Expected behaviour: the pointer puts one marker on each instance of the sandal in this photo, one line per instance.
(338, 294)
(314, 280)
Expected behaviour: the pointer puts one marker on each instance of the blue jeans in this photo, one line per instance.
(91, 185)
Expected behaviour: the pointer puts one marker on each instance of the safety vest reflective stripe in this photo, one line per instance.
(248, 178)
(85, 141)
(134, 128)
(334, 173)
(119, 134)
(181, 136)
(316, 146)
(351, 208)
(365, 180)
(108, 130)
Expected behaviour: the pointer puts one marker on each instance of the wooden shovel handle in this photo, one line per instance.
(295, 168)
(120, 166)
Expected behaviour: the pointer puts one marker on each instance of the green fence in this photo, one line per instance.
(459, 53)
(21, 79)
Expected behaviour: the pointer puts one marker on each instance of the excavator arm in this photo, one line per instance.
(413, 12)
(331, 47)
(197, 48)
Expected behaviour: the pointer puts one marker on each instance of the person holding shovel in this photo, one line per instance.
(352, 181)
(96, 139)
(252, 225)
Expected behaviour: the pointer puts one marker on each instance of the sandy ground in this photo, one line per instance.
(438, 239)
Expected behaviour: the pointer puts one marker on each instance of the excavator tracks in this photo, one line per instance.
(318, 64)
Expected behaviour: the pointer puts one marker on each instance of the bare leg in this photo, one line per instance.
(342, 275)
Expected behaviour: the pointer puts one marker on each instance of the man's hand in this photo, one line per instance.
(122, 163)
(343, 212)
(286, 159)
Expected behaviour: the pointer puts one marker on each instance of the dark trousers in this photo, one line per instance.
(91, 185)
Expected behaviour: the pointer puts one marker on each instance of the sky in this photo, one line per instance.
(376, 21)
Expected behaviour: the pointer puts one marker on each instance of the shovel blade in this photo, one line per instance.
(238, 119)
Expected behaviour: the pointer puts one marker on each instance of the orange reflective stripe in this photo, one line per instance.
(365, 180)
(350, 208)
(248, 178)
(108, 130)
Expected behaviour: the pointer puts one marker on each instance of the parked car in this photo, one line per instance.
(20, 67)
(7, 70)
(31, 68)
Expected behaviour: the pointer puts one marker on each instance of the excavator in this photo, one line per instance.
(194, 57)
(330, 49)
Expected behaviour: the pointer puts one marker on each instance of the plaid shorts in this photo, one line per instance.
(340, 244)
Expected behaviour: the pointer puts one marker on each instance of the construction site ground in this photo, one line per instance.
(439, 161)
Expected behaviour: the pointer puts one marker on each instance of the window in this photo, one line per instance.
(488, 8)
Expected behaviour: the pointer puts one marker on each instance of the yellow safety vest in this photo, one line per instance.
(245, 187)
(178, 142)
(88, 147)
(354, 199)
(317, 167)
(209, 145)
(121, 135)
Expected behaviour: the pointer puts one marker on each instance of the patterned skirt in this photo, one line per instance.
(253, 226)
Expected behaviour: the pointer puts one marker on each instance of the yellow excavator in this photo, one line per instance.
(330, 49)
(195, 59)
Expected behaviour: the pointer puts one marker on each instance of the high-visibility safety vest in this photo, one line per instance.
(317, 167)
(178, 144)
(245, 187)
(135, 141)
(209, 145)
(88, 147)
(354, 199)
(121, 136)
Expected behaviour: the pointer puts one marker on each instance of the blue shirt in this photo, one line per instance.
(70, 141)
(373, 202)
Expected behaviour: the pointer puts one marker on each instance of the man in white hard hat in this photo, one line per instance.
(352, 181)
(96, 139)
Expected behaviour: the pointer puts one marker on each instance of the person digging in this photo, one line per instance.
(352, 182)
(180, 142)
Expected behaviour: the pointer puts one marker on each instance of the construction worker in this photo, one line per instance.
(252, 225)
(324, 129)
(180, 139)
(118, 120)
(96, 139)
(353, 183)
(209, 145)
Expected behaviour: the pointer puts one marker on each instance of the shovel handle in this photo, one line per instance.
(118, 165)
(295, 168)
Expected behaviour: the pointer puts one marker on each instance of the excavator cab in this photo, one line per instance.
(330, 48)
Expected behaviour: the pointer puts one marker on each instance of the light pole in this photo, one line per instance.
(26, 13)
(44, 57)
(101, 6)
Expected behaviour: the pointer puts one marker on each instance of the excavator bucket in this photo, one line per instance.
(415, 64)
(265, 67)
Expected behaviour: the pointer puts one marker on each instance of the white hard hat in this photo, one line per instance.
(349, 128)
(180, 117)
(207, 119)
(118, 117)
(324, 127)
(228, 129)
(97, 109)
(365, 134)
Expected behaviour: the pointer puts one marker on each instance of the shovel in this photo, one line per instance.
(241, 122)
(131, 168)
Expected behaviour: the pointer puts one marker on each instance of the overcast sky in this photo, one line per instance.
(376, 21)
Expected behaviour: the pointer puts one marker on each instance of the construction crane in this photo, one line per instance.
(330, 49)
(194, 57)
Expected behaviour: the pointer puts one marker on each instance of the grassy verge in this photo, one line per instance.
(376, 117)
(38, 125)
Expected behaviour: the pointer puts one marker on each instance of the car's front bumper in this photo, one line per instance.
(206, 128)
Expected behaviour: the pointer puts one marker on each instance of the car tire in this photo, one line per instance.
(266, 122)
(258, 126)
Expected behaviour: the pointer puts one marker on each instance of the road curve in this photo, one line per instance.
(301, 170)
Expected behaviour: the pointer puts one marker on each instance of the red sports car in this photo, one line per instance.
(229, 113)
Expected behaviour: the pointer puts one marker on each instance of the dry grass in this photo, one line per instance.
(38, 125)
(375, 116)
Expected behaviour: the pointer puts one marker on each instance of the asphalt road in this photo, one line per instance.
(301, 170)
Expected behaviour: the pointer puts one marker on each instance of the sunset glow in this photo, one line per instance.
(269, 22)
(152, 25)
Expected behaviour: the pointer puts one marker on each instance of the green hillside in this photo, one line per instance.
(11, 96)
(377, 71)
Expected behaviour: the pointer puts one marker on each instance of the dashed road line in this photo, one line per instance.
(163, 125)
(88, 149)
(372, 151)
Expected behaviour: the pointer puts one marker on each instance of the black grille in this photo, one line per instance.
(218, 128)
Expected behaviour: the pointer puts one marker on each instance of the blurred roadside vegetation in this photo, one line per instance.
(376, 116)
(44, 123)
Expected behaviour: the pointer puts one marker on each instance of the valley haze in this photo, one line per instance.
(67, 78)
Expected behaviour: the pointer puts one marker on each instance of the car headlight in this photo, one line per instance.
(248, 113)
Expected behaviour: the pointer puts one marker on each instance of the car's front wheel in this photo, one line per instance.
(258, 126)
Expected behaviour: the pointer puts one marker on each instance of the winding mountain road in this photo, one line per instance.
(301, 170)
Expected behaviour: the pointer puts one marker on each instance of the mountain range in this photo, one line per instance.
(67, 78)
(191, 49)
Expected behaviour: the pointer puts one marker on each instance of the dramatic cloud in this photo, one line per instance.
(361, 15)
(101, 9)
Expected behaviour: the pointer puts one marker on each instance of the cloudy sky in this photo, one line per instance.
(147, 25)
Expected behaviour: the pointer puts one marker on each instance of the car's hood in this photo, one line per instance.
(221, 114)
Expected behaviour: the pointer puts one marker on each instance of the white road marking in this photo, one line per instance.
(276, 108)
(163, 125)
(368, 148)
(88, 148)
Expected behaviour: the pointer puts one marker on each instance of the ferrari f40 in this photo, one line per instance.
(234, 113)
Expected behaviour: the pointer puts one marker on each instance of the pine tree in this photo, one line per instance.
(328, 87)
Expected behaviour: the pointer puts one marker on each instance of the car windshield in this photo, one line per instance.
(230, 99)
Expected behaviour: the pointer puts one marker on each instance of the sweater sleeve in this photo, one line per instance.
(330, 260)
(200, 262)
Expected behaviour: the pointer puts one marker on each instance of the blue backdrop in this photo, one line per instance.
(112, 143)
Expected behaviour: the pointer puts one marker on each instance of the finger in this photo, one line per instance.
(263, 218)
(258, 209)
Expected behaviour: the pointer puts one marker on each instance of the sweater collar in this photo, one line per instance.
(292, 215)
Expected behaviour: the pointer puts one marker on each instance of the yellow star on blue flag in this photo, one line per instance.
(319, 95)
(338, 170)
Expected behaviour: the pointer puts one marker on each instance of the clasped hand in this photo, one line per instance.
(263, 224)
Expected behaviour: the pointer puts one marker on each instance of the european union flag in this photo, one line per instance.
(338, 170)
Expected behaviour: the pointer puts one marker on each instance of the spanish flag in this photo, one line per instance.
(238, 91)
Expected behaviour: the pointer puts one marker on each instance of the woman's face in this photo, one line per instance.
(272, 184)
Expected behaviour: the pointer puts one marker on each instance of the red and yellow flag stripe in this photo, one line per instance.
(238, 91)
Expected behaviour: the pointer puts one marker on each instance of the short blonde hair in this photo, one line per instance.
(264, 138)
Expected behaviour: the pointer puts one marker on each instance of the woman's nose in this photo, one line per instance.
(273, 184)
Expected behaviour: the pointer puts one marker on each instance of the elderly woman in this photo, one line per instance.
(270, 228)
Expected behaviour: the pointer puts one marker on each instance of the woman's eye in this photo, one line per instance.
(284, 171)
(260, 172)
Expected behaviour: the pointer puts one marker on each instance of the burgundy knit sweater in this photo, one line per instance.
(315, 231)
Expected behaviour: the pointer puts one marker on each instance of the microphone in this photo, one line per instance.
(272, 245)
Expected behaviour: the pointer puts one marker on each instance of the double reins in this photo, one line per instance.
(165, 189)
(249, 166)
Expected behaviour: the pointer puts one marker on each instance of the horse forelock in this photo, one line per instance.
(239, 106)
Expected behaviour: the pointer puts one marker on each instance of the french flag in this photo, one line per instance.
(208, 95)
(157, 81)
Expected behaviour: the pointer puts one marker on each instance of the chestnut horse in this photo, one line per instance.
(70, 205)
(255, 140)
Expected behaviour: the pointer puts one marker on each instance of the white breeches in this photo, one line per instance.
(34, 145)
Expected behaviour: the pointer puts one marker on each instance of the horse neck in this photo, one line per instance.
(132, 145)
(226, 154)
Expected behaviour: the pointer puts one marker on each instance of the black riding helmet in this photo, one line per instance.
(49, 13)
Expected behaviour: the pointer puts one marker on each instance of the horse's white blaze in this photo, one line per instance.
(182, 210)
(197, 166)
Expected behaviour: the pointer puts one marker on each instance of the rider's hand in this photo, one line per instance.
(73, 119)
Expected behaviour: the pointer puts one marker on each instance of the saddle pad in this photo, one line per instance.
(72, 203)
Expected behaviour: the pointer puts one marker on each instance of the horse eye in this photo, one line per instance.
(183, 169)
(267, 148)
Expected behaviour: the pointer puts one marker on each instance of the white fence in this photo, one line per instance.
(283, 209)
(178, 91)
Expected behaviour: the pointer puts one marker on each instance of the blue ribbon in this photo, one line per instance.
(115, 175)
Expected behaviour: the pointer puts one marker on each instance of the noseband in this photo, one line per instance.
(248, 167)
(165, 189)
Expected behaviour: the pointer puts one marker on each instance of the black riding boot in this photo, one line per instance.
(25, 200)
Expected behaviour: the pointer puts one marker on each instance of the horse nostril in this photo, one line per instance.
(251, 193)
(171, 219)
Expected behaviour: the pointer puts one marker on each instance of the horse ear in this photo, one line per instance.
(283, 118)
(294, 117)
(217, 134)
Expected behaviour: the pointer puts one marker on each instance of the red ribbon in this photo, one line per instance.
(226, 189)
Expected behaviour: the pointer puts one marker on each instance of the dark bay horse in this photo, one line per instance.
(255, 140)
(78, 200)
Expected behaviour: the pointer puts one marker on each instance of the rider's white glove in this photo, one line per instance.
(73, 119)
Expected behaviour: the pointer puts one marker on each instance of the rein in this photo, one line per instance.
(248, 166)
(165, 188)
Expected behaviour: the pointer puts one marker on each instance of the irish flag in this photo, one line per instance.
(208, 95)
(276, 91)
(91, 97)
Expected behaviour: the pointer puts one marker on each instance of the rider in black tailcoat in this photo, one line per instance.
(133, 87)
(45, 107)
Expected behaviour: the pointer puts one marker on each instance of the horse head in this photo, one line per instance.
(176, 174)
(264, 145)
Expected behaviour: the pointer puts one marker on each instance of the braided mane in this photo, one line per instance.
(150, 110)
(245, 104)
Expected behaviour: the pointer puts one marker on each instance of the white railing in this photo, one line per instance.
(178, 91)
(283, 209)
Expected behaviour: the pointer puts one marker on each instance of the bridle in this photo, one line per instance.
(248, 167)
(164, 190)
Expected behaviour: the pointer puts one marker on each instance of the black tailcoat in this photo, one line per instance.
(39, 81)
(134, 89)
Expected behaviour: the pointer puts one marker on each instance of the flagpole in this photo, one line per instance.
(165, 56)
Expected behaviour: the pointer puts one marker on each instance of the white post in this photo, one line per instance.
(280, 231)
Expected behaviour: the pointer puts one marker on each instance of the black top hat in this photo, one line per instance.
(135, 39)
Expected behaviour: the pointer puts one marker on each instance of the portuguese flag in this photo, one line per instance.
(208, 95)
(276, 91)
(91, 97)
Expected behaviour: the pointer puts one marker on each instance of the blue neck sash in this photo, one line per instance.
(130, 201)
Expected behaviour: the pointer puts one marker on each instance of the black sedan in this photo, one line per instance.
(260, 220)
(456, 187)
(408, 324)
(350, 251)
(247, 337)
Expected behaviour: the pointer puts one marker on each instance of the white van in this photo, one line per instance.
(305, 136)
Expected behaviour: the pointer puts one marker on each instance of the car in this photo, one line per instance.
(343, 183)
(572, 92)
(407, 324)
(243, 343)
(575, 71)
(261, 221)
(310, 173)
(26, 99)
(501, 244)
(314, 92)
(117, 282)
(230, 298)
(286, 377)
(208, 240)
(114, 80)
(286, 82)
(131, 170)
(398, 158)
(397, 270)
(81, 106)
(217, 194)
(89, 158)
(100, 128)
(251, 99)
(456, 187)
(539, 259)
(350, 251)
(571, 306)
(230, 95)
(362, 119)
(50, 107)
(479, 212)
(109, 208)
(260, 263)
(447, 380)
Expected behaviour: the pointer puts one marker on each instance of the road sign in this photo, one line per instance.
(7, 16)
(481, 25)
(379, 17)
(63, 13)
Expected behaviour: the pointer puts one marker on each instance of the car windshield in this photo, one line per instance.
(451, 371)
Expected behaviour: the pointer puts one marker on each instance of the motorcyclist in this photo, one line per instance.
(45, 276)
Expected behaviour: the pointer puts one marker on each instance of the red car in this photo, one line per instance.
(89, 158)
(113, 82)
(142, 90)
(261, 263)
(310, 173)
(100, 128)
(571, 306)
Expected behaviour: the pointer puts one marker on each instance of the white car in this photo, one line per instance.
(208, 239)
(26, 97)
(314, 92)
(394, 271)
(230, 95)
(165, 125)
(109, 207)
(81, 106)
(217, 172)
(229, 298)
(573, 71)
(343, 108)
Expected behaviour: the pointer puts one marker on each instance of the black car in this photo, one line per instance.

§ §

• INSTRUCTIONS TO FOLLOW:
Give the lines from the one containing "the white car" through the final line above, both included, as a numbered list with blank lines left out.

• RESULT FOR THIS TASK:
1. Expected behaviour: the pointer puts one marker on each instance of the white car in this photo, one line per instance.
2. (208, 239)
3. (26, 97)
4. (314, 92)
5. (394, 271)
6. (230, 95)
7. (165, 125)
8. (109, 207)
9. (81, 106)
10. (217, 172)
11. (229, 298)
12. (573, 71)
13. (343, 108)
14. Expected behaviour: the pointer puts one marker on each instance of the black car in this photo, one line per instance.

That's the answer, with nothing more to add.